DATA TO PROCESS —
** start **
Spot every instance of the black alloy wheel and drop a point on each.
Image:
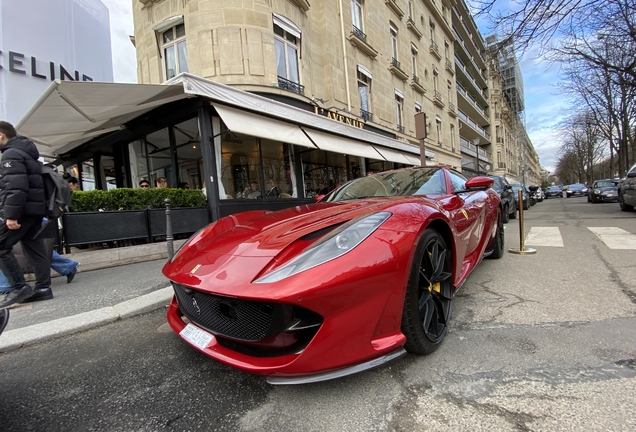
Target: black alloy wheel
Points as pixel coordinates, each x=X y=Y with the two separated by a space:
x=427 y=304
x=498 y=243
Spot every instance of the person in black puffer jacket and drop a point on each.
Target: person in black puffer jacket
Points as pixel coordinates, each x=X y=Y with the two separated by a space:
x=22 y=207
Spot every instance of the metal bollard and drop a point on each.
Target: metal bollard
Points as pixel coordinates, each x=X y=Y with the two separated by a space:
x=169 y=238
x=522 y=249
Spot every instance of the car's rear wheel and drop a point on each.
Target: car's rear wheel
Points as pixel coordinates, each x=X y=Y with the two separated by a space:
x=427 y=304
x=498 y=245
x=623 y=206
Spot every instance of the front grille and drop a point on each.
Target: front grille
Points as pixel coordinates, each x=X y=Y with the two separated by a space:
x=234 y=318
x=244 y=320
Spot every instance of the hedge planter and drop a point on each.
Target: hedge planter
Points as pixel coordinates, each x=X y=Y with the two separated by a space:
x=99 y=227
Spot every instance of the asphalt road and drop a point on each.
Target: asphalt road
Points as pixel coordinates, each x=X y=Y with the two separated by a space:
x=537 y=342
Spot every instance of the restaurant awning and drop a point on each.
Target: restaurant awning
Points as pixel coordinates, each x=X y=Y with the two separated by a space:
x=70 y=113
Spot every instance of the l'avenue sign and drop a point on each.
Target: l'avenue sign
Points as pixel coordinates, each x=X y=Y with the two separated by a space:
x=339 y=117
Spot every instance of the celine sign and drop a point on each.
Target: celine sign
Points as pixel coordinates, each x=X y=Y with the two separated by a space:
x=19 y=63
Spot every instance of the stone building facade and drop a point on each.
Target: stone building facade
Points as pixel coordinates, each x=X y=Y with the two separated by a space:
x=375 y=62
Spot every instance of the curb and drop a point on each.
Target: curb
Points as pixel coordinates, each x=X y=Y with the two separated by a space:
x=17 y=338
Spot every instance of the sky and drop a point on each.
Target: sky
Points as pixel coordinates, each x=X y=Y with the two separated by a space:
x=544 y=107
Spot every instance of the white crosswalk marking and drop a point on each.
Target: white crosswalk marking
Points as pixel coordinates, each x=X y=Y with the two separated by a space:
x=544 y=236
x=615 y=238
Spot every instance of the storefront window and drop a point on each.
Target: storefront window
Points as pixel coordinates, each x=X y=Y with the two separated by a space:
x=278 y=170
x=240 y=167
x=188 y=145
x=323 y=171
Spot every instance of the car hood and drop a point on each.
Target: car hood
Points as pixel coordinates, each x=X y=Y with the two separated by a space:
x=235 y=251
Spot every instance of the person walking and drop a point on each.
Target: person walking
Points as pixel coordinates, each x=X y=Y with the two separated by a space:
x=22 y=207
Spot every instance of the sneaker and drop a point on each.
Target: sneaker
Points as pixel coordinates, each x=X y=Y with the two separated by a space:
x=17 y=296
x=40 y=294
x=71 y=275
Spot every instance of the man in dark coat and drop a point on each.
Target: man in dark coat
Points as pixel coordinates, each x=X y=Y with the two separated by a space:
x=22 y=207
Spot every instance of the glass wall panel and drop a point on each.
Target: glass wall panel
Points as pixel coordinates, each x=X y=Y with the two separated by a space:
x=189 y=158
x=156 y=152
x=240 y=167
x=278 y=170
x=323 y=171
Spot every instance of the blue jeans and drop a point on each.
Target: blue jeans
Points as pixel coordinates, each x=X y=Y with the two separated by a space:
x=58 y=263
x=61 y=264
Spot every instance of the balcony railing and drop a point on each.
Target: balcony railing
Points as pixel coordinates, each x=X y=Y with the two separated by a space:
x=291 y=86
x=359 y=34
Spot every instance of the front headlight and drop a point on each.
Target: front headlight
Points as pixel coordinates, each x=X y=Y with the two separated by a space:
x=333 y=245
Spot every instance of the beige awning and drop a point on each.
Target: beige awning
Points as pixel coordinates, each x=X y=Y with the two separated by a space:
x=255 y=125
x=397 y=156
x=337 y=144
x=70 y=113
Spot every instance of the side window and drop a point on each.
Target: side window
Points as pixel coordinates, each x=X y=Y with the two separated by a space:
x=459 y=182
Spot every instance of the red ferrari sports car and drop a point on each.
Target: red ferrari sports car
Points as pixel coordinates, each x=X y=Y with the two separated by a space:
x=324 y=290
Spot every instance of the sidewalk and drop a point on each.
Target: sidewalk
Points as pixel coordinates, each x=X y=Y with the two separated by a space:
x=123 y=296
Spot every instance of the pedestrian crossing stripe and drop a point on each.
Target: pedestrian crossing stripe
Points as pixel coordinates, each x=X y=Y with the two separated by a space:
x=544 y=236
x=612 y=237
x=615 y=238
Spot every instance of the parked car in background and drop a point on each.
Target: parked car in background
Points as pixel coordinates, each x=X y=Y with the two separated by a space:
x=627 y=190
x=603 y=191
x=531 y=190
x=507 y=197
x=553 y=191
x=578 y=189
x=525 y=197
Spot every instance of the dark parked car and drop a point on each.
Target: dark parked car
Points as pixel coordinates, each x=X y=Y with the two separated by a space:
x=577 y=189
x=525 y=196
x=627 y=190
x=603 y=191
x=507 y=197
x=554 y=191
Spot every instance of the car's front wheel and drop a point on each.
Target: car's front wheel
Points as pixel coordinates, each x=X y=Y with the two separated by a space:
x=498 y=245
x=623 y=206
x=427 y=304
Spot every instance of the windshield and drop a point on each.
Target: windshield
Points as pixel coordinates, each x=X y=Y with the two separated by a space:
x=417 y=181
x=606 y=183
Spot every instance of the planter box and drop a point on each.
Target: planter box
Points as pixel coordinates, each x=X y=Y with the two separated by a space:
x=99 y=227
** end **
** start **
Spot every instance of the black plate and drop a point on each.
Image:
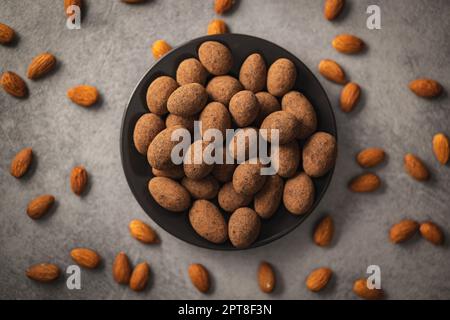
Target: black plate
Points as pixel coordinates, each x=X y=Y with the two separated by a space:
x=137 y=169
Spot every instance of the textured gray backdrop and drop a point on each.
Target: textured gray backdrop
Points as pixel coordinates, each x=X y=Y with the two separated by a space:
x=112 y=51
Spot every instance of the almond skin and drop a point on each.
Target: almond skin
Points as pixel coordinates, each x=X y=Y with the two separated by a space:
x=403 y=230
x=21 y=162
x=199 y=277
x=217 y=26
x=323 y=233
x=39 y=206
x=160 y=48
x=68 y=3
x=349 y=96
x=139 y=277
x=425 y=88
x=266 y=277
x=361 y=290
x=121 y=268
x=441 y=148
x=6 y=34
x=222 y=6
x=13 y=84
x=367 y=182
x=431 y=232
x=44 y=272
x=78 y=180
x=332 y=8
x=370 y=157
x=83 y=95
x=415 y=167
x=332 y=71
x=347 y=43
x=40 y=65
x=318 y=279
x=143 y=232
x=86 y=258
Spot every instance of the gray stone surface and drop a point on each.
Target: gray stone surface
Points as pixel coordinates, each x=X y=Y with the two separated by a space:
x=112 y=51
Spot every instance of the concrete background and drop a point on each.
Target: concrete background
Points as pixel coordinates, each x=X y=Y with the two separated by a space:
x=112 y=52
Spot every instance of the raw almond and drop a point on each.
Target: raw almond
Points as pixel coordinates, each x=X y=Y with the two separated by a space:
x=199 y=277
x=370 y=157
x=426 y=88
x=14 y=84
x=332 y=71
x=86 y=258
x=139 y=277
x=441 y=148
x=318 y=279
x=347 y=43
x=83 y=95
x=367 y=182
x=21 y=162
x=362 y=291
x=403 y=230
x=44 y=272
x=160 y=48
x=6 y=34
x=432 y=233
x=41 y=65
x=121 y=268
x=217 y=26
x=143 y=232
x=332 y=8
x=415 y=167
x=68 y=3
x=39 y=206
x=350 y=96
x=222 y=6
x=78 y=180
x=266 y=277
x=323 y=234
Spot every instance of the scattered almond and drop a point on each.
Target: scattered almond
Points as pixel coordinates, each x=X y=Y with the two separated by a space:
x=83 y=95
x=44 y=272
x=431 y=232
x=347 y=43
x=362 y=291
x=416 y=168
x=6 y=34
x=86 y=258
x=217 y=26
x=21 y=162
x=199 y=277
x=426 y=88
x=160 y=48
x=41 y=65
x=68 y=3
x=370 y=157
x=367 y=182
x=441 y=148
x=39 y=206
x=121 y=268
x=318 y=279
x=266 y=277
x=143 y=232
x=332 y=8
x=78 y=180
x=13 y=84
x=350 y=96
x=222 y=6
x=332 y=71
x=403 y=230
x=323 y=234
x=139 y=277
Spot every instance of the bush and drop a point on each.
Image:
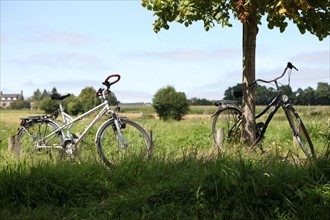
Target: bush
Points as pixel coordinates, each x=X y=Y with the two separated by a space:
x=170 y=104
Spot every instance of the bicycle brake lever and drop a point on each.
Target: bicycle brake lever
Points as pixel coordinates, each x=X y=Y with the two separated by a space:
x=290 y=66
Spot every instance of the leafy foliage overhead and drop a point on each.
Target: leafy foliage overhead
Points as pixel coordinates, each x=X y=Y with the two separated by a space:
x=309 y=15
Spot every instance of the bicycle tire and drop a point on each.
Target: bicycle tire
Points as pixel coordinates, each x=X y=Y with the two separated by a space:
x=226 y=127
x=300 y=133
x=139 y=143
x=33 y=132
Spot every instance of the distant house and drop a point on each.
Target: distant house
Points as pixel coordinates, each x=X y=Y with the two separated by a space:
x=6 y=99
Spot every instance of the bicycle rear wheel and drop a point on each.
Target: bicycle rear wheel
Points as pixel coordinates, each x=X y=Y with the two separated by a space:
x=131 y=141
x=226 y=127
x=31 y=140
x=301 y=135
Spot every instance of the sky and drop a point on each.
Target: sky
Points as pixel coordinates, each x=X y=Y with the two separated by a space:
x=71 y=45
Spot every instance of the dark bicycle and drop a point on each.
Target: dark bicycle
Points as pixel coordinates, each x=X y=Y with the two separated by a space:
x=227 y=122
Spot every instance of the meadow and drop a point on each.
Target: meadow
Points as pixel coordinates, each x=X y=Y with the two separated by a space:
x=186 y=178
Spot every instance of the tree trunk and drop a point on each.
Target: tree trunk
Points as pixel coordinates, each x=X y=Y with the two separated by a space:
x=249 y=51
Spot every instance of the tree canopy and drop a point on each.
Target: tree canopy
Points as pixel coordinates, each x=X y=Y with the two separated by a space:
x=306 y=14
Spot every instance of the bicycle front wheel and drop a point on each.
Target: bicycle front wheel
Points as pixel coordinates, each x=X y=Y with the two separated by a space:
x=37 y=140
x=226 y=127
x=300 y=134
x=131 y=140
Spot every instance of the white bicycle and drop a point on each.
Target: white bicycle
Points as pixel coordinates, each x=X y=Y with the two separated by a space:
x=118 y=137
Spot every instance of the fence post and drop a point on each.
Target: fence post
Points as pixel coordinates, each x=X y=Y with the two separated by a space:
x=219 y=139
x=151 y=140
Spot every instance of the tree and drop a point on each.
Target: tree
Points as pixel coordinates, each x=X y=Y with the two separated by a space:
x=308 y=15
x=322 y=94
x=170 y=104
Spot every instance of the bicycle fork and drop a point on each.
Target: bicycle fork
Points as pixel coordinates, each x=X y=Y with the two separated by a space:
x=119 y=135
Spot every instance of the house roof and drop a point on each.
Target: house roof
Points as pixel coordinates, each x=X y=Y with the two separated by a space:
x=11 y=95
** end **
WHAT TO DO — Rewrite every line of the records from the line with "Spot every instance of the black alloy" to the line with "x=522 y=249", offsetting each x and y coordinate in the answers by -37. Leave the pictures out.

SOLUTION TO THIS TASK —
Spot every instance of the black alloy wheel and drop a point on each.
Image:
Target: black alloy wheel
Points as pixel coordinates, each x=X y=Y with the two separated by a space:
x=390 y=267
x=461 y=206
Spot every instance of the person in black puffer jacket and drop a point on each.
Target: person in black puffer jacket
Points as pixel coordinates, each x=X y=Y with the two separated by a space:
x=-15 y=170
Spot every instance of the metal bollard and drop a point on each.
Target: metal bollard
Points as pixel coordinates, each x=X y=Y with the two separated by a space:
x=132 y=201
x=485 y=212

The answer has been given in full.